**** Supplied information ****

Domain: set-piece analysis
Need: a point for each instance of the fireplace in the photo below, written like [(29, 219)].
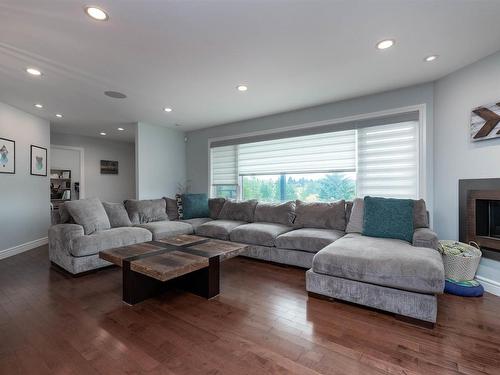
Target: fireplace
[(479, 214)]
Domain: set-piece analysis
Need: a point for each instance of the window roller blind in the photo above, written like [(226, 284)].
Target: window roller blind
[(224, 165), (330, 152), (388, 161), (384, 157)]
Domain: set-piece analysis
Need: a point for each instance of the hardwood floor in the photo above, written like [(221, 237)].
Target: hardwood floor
[(263, 322)]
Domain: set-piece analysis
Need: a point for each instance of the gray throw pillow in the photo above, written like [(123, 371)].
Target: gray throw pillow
[(147, 210), (64, 216), (90, 214), (215, 206), (320, 215), (239, 211), (355, 223), (171, 208), (117, 214), (283, 213)]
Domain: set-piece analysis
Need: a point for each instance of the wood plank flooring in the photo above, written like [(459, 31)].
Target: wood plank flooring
[(263, 322)]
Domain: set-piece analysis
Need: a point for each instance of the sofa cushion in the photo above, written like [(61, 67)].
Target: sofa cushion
[(320, 215), (194, 206), (117, 214), (262, 234), (171, 208), (388, 218), (167, 228), (281, 213), (146, 211), (89, 213), (382, 261), (238, 211), (196, 222), (218, 228), (215, 206), (308, 239), (108, 239)]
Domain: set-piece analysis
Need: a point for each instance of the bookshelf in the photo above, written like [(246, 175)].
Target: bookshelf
[(60, 186)]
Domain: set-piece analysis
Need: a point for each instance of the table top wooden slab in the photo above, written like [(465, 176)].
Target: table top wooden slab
[(212, 248), (182, 240), (167, 266), (118, 254)]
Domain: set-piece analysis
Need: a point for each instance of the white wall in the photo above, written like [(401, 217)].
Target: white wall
[(106, 187), (160, 160), (197, 146), (455, 156), (24, 199)]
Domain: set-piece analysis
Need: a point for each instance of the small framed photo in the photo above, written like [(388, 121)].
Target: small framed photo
[(7, 156), (109, 167), (38, 161)]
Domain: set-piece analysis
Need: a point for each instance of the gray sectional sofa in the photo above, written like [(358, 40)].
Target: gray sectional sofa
[(325, 238)]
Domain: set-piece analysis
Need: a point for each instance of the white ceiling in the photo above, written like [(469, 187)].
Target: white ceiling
[(190, 55)]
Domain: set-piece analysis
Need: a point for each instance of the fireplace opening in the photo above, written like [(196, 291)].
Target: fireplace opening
[(488, 218)]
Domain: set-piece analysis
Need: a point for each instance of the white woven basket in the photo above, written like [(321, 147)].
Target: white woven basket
[(458, 267)]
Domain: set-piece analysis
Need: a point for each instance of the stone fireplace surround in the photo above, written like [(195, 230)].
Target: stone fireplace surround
[(474, 196)]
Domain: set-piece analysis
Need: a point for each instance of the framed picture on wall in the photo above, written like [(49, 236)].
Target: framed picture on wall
[(109, 167), (485, 122), (7, 156), (38, 161)]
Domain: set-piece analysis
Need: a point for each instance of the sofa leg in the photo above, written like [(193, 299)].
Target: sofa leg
[(75, 275), (415, 322)]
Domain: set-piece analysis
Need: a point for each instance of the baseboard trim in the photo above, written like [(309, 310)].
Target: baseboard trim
[(491, 286), (23, 247)]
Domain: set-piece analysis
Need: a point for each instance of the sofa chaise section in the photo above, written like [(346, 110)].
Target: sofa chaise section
[(385, 273), (72, 250)]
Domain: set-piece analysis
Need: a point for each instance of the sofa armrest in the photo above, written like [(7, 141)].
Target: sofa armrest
[(61, 236), (425, 237)]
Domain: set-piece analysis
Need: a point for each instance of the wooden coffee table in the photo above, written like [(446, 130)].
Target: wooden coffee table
[(186, 261)]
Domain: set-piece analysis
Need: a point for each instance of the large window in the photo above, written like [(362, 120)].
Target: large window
[(308, 187), (379, 160)]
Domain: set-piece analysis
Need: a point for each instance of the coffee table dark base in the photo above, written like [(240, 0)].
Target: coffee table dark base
[(138, 287)]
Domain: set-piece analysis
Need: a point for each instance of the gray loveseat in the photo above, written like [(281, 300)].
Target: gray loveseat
[(325, 238)]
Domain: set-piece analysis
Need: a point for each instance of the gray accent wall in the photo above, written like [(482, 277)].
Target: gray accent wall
[(197, 145), (456, 157), (24, 199), (160, 160), (106, 187)]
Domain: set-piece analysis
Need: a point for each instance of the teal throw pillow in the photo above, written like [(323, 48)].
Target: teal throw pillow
[(194, 205), (388, 218)]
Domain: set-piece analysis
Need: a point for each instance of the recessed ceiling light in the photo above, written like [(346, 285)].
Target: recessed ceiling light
[(384, 44), (115, 94), (96, 13), (34, 72)]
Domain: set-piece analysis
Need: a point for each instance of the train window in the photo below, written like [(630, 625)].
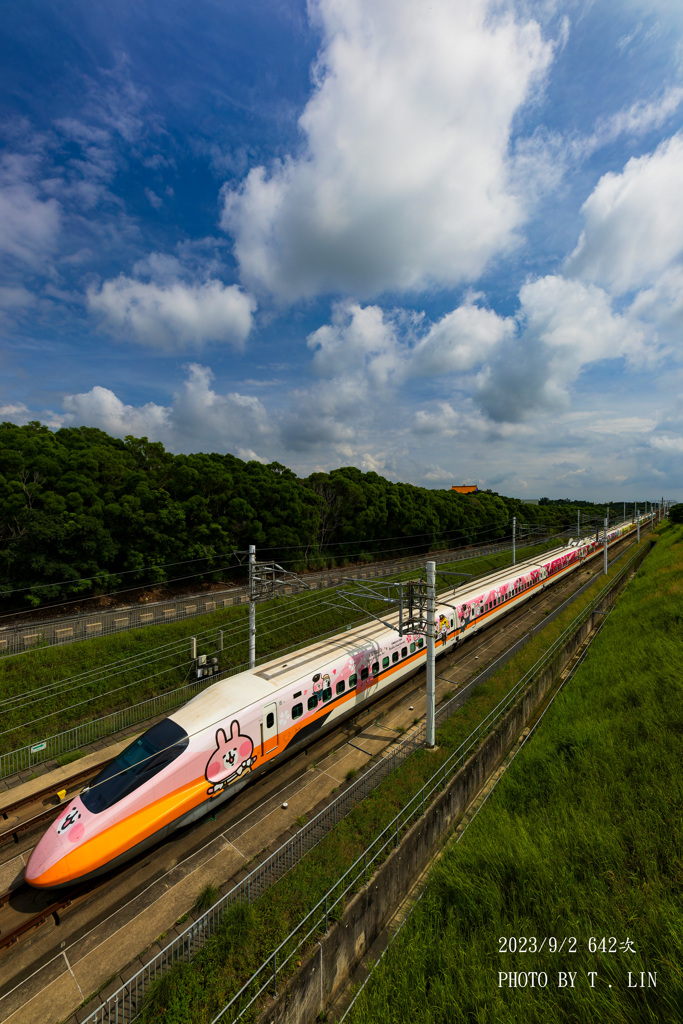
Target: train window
[(137, 764)]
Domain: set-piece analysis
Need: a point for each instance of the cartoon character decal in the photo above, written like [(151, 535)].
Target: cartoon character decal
[(68, 824), (231, 759)]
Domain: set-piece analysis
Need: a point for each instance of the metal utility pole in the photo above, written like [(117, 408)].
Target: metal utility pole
[(431, 657), (252, 608), (605, 546)]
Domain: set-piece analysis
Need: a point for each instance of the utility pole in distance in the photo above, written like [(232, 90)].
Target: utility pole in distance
[(252, 608), (605, 547), (431, 655)]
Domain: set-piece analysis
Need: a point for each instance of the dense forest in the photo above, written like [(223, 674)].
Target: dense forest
[(82, 512)]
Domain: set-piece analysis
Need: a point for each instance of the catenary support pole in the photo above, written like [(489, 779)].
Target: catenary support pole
[(605, 547), (252, 608), (431, 668)]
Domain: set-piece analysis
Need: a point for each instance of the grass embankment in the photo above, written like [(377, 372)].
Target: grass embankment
[(582, 839), (247, 938), (50, 689)]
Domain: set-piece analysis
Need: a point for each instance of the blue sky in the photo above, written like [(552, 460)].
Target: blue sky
[(440, 240)]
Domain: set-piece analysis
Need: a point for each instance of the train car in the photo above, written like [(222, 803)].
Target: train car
[(239, 727)]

****

» **Aim of the task**: Count the lines in the rows above that contain the string "utility", and reply with the number alone.

» **Exercise solution**: 4